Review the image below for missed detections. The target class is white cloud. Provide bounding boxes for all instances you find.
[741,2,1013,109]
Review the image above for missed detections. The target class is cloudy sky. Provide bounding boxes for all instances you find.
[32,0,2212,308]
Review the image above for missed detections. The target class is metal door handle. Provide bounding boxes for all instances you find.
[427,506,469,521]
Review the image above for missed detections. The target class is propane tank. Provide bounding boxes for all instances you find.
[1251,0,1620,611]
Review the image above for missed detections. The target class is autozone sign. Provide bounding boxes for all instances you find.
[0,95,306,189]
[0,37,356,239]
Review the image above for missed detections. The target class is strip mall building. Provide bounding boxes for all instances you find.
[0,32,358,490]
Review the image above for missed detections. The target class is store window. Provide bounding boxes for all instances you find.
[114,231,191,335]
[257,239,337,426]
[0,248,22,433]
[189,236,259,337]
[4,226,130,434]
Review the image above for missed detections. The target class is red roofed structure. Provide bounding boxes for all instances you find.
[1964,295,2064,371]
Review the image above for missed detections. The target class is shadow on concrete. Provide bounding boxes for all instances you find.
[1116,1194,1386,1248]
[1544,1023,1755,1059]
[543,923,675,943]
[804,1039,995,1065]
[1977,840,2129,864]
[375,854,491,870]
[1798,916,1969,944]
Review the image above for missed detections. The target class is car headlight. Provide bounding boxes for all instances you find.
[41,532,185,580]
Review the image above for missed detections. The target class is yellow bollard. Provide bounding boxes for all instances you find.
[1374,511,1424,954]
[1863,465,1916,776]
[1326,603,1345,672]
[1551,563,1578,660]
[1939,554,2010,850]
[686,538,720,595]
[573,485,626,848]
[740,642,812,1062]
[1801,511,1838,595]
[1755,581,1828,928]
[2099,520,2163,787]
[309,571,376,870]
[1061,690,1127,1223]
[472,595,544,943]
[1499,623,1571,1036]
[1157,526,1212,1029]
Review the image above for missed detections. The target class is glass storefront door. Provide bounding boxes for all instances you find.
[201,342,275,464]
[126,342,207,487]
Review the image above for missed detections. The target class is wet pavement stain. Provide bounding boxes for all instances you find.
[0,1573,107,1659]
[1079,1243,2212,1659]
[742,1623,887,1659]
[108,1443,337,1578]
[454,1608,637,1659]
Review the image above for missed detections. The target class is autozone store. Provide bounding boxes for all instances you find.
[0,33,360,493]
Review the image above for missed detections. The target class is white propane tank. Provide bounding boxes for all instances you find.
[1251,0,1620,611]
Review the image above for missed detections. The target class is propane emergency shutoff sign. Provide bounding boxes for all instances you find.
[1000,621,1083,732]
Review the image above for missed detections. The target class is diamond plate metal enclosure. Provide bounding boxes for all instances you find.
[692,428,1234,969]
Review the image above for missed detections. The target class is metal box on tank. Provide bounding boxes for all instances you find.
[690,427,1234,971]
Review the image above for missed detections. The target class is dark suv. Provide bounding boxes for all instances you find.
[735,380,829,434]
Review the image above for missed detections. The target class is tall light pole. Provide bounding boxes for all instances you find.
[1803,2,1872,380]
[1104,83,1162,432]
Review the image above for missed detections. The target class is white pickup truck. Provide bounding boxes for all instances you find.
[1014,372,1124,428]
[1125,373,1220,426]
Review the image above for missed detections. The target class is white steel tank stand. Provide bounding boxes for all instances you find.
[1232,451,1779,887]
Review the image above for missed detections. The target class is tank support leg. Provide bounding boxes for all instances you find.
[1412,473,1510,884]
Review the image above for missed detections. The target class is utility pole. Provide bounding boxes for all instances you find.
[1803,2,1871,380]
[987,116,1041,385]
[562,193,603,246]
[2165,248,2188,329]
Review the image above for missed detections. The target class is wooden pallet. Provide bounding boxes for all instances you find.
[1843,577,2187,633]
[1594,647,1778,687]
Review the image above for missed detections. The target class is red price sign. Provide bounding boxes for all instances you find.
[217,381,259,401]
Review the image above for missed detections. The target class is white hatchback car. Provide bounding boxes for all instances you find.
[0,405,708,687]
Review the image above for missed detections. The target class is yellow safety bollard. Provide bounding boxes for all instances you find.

------------

PROBLEM TO WORK ON | Your task is to reproduce all the data exactly as shown.

REPLY TO THE TASK |
Review the image below for missed detections. The target class is white cloud. Provide bounding boxes for all instances you find.
[741,2,1013,109]
Review the image above for missed detections. The target class is cloudy sky. Provide bounding boxes for all instances you find.
[32,0,2212,308]
Review the image above for missed detections. The target class is metal door handle. Provide bounding boxes for all instances you find.
[427,506,469,521]
Review the image above for missed detections. The target class is propane tank. Provide bounding boxes for all instances you find.
[1251,0,1620,611]
Review the image above for missed detections. The target class is autozone sign. Provide bounding boxes for all instances you find.
[0,95,306,189]
[0,37,356,239]
Review the image above for missed detections. The target class is strip mall building. Provide bounding boxes for all instances you find.
[0,32,358,490]
Review the image above for missed detections. The target class is store window. Provide bounding boxes for all instances you find.
[114,231,191,335]
[257,239,337,426]
[0,248,22,433]
[189,236,259,337]
[4,226,130,434]
Review the image above for missed detections. The target class is red roofed structure. Provide bounding boxes for all instances you find.
[1964,295,2064,371]
Review the image above for missed detections. The target class is shadow on concrete. Provide bounding boxes for all instances you find.
[1116,1194,1386,1248]
[1544,1023,1755,1059]
[543,923,675,943]
[804,1039,995,1065]
[1977,840,2129,864]
[375,854,491,870]
[1798,916,1969,944]
Review the image above for missed detections. The target class is car headlight. Provide bounding boxes for all instances you find.
[41,532,185,580]
Review the image above for missed detections. The target class is yellow bollard. Provide bounding boxes for all instances you find.
[1374,511,1424,954]
[1863,465,1916,776]
[1326,603,1345,672]
[1551,563,1578,660]
[1939,554,2010,850]
[686,538,720,595]
[573,485,626,848]
[740,642,812,1062]
[1801,511,1838,595]
[1755,581,1828,928]
[2099,520,2163,787]
[309,571,376,870]
[1061,690,1127,1223]
[472,595,544,943]
[1499,623,1571,1036]
[1157,526,1212,1029]
Review the image above for missed detections. The target class is glass storefront door. Provide bounding boxes for all instances you find.
[201,342,275,464]
[126,342,207,487]
Review the image above for missed detections. The target class is wet pavement stain. Provide bounding boxes for all instances you find.
[0,1573,107,1659]
[1079,1243,2212,1659]
[742,1623,887,1659]
[108,1443,337,1578]
[454,1608,637,1659]
Review the image above for missed detections. The target class is autozone store. Provide bounding boxes for all instances you find.
[0,33,360,493]
Review the image above for missed detections. The target class is white propane tank. Provide bounding boxes for all instances you find.
[1251,0,1620,611]
Review the image above for missed detections. The target class is propane emergency shutoff sign. Provide bounding boxes for all instances you find.
[1000,621,1083,732]
Review the image above for missed detections. The target class is diamond plate metal enclosure. Provide bounding boxes for all instances you find.
[692,428,1234,969]
Review the image above for missed detections. The target class is metal box on tank. Provide bounding boxes for all instances you find.
[690,427,1234,971]
Review the image above for missed detections. The target class is dark suv. Provide bounding boxes for all instances you find.
[735,380,829,434]
Review the image above for missed detections. The target class is tall light pole. Provide bounding boxes for all instances you find.
[1803,2,1872,380]
[1104,83,1162,432]
Review the image above for missed detections. The target class is white pickup truck. Provide bounding boxes for all instances you find.
[1014,372,1124,428]
[1125,373,1220,426]
Review the image above for missed detections. The target class is white steel tank stand. Provide bounding boxes for all instances you find.
[1232,451,1779,887]
Review the image above for missed detections. The target class is tank support leg. Provide bounding boxes for all instances you find.
[1412,473,1510,884]
Review the image above for missed detections. The target class is utility pole. Provide bounding boxes for all instances you find.
[1803,2,1871,380]
[987,116,1041,385]
[562,193,603,246]
[2165,248,2188,329]
Review the image above for missed detections. The target class is wooden pallet. Provide bounding boxes for all instances you find.
[1843,577,2187,633]
[1594,647,1778,687]
Review the image above for missed detections. The target class is red price sign. Provide bounding boxes for all instances you find.
[217,381,259,401]
Review the image above for missed detections. The target class is white hatchback car. Provide bounding boxes for all instances you find.
[0,405,708,687]
Review the image above for missed detections. The target class is yellow safety bollard. Provide bounding boxes for all instances you find.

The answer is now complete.